***** Brano fornito *****

Dunque furono fatte pressioni da molti magistrati potenti (fra gli altri, sembra, anche Giuseppe Pignatone, all’epoca procuratore di Roma e attuale presidente del tribunale del Vaticano) sull’allora Presidente della Repubblica, Giorgio Napolitano, affinché Gratteri non facesse parte della compagine del governo Renzi. Palamara chiarisce il punto politico della questione: “[…] Renzi con quella mossa sfida il sistema delle correnti e dei grandi procuratori, che da sempre vengono consultati preventivamente dal premier incaricato o da chi per lui per dare il gradimento a un nuovo ministro della Giustizia. Dopo aver asfaltato, o almeno pensato di aver asfaltato il Pd, Renzi prova a fare altrettanto con la magistratura: qui ora comando io. E no, non funziona così.” (p. 109). Palamara prosegue poi ricordando che Magistratura Democratica aveva come riferimento “il vecchio apparato comunista e post-comunista che lui stava rottamando. Parliamo di gente che al Partito comunista prima e al PD poi la linea la dettava, non la subiva”. (p. 109).

*****

Compito da svolgere:
Stabilisca se ciascuna delle seguenti affermazioni concorda con il brano sul caso Gratteri, rispondendo sì o no e citando testualmente le parole del brano che lo decidono: (a) Giuseppe Pignatone, all'epoca dei fatti, era procuratore di Roma; (b) le pressioni perché Gratteri non entrasse nel governo furono rivolte a Renzi; (c) secondo Palamara, il premier incaricato consulta preventivamente i grandi procuratori sulla scelta del ministro della Giustizia.

***** Dati di partenza *****

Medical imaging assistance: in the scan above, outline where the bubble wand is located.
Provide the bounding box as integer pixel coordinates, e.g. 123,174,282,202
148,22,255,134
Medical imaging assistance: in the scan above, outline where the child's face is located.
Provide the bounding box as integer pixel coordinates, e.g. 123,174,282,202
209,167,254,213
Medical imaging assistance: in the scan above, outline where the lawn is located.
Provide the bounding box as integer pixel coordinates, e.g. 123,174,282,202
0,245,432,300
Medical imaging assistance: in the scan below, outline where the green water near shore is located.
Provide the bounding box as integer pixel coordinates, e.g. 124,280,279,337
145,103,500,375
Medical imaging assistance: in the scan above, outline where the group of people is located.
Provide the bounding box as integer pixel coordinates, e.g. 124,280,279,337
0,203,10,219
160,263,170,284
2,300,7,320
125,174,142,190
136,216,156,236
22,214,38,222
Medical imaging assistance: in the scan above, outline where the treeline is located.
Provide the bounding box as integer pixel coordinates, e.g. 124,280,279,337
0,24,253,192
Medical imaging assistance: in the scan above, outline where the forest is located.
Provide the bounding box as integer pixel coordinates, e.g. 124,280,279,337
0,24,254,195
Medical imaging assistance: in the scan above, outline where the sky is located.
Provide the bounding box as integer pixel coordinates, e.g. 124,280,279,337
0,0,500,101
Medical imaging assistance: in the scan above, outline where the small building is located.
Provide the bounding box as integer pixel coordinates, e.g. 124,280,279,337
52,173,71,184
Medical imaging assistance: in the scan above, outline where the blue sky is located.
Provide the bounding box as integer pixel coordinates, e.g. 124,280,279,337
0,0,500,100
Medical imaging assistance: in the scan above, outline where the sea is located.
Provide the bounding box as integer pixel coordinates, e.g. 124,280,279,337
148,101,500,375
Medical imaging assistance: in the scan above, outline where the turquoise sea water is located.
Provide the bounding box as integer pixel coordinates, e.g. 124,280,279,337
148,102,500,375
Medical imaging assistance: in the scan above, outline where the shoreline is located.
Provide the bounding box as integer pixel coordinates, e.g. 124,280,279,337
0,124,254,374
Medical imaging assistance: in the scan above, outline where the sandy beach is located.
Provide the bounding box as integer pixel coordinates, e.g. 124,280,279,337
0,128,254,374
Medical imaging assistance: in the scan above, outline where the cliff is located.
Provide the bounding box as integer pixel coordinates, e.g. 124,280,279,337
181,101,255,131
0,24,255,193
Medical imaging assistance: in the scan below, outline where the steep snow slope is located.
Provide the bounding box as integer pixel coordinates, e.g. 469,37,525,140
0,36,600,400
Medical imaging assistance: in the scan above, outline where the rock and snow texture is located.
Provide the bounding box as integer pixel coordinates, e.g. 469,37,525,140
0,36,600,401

*****

Soluzione commentata:
(a) Sì: "all’epoca procuratore di Roma".
(b) No: "sull’allora Presidente della Repubblica, Giorgio Napolitano".
(c) Sì: "da sempre vengono consultati preventivamente dal premier incaricato o da chi per lui per dare il gradimento a un nuovo ministro della Giustizia".